-------- Text provided

Oxford? A Google shows it’s the writer’s home town. That’s a very untypical elite university for 1967 too. It was the era of concrete and glass. Sussex? York? Kent? East Anglia? We never find out what Ken and Sandra’s jobs in later life are, but they’re comfortably off in 1990, probably wealthy in 2011. They say they worked hard for their money. Actually, we see nothing to disprove that. But the only Oxbridge graduates from 1967 who weren’t financially successful, would have been the mentally-ill, or the politically / socially committed (so staying in education for the sake of it). I’d bet a great majority of those who entered law, medicine, financial services or politics would have been well-off.
In Act Two, Ken urges his daughter to listen to Procul Harum, saying it’s on a par with Mozart. Yet another missed opportunity for the baby boomers in the audience. A Whiter Shade of Pale was the early summer number one hit of 1967, and the melody is lifted from Bach’s Air On A G String. So comparing Procul Harum to Bach would have been the funny line … I could go on for hours. Instead of having programmes, they sold complete play scripts including programme notes at a bargain £3, so I have an unusual amount of information to assist nitpicking.
I’ve been commenting this year on the enforced smoking in all those Noel Coward / Maugham / Wilde / Rattigan revivals. This play had a lot of smoking in it. We were right up the front, and you saw people light cigarettes, and smoke go upwards, but we didn’t smell it. That’s interesting because at Bath, we could smell the smoke right at the back of the hall. Does Salisbury have amazing air conditioning? Or did they have some tobacco-free smoking device? Another missed opportunity, because at Bath they use herbal smoking mixtures from the Heath Food Store, which have a pungent bonfire smell. It would have added ambience in Act One!
I thought it a poor play, with a decent second act. I’m surprised to the point of amazement at the reviews from national papers, which relate to the original production with a different cast. Perhaps the October 2010 production was significantly different to March 2011. The writing is unbalanced as if Bartlett got enamoured of Sandra’s character and left Ken as a cipher. It’s not a good play.

----------------
-------- Records supplied

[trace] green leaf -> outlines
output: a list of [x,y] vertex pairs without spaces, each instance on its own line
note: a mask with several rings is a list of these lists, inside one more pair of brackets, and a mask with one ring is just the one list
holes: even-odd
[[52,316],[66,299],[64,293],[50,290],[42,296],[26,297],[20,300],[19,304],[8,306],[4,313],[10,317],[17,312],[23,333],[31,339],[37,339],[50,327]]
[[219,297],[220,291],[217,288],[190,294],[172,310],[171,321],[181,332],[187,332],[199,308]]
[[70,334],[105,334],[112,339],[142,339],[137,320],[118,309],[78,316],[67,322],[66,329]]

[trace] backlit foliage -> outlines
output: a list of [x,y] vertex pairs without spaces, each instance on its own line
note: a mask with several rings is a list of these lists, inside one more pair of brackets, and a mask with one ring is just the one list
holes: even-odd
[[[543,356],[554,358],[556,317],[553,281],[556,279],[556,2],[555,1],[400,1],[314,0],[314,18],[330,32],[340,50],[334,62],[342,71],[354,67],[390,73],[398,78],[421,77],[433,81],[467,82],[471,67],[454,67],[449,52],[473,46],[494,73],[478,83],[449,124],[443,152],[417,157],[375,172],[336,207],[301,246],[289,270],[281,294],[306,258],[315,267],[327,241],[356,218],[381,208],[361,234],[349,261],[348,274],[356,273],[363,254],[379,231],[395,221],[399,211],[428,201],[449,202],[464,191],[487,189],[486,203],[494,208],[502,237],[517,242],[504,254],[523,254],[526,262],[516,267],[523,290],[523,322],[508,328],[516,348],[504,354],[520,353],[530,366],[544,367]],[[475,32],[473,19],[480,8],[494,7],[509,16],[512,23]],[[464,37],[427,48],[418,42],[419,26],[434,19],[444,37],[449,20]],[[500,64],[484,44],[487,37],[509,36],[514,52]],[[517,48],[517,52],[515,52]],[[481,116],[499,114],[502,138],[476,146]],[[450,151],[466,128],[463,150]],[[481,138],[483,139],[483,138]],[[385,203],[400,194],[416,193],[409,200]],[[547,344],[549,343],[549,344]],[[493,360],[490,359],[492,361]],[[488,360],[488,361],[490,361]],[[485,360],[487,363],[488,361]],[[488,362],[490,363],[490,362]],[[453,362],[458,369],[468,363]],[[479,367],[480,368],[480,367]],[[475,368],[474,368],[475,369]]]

----------------

=== What the task requires ===
In the theater review, what was the number one hit of early summer 1967?

=== Solution ===
A Whiter Shade of Pale